**Task prompt**
Count the lines in the listing below that contain the string "light". Reply with the number alone.

**Provided data**
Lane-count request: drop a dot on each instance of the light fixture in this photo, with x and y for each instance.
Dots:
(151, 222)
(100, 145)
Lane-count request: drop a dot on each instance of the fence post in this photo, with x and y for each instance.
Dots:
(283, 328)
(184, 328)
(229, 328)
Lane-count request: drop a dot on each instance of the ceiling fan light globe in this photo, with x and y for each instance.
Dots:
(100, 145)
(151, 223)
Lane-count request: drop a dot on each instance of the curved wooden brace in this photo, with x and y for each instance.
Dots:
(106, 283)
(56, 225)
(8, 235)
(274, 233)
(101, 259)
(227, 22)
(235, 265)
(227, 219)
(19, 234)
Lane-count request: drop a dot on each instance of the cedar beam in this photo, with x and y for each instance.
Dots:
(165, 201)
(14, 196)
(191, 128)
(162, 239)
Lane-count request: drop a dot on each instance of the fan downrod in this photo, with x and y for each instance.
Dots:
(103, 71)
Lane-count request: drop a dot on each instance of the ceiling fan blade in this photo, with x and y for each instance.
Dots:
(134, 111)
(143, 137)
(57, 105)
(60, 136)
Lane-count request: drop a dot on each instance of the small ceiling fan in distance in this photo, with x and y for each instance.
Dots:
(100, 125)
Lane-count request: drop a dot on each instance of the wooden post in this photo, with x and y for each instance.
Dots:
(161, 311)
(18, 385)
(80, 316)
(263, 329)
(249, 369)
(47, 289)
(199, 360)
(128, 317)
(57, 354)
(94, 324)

--

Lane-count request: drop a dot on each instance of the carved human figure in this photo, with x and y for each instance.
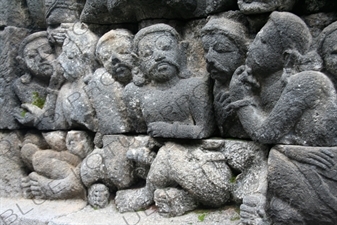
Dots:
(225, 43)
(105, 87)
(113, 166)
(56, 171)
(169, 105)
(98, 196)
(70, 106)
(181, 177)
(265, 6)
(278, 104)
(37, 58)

* * *

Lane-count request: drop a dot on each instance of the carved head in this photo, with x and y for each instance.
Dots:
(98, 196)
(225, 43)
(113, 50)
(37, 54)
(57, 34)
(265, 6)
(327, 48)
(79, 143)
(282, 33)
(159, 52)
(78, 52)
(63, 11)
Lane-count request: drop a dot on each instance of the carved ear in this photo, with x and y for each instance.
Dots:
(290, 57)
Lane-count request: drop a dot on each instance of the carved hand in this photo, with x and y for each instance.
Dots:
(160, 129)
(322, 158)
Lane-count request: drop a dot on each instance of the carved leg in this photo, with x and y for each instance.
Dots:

**Task response**
2